■ DIRECTIONS FOR THIS TASK: Begin with the line that holds "Query: dock post" and repeat each line after it exactly, ending with the last line of the listing.

★ ★ ★ ★

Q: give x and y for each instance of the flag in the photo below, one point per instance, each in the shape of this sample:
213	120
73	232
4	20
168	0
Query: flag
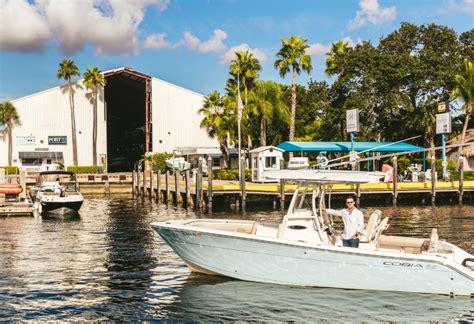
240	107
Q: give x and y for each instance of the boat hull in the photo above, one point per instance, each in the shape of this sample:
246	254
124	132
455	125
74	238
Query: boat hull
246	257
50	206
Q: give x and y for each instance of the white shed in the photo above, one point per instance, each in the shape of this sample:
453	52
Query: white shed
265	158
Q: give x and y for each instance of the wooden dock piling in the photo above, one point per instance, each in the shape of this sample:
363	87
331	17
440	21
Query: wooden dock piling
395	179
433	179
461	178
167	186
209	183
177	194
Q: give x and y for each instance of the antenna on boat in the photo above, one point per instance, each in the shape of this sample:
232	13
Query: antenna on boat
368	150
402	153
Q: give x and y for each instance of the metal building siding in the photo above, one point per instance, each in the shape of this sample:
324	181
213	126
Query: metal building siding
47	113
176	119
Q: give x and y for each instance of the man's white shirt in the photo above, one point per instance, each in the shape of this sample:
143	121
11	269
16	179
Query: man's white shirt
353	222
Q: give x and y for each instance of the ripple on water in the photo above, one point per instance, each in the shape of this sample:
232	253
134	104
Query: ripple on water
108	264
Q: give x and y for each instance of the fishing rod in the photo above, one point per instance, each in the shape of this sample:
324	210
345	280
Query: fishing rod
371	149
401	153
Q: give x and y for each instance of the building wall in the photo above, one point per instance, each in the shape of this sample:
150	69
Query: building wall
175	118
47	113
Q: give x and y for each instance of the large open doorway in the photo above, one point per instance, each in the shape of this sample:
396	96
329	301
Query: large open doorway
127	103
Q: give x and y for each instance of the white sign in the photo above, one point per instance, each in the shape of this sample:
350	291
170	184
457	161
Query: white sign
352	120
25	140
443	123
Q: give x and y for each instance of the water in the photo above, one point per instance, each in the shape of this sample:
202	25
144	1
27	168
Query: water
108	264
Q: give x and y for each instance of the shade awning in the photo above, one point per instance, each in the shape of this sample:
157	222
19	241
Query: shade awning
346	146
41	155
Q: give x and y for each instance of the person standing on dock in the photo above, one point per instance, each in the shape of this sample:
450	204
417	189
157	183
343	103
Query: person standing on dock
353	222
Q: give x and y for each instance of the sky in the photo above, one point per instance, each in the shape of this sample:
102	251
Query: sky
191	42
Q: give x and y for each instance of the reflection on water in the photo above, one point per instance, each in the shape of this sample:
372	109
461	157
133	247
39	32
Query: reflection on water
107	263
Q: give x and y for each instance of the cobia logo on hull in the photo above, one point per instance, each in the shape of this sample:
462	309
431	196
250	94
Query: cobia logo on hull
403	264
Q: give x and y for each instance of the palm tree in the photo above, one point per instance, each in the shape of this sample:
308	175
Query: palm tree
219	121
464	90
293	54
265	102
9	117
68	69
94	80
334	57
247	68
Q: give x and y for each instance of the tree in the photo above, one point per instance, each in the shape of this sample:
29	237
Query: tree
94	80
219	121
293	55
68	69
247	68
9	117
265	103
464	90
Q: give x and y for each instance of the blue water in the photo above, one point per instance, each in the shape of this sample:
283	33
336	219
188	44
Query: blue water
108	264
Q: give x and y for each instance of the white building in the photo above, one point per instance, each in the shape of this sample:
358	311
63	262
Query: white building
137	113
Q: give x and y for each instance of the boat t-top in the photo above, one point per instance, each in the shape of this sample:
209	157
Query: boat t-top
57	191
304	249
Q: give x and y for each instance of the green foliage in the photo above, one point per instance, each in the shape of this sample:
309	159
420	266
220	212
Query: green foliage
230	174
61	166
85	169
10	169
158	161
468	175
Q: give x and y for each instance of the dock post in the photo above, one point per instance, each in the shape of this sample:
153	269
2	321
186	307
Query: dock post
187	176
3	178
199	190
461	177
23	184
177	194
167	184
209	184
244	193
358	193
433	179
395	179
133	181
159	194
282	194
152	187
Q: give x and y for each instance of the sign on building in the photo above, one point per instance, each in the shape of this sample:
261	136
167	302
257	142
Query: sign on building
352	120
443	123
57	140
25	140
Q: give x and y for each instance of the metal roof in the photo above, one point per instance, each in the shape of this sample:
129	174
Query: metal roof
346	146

★ ★ ★ ★

■ COMPLETED TASK:
Query: dock post
187	176
3	178
199	190
461	177
23	184
177	194
167	184
209	184
244	193
358	193
433	179
395	179
133	181
159	194
282	194
152	187
Q: give x and y for each instance of the sign on building in the photo above, one point per instance, each in the shape of this sample:
261	136
167	302
257	142
Query: sign on building
352	120
443	123
57	140
25	140
Q: give x and y for each instance of the metal roof in the photo above, one point per instance, each in the shape of this sample:
129	174
Query: metal roof
346	146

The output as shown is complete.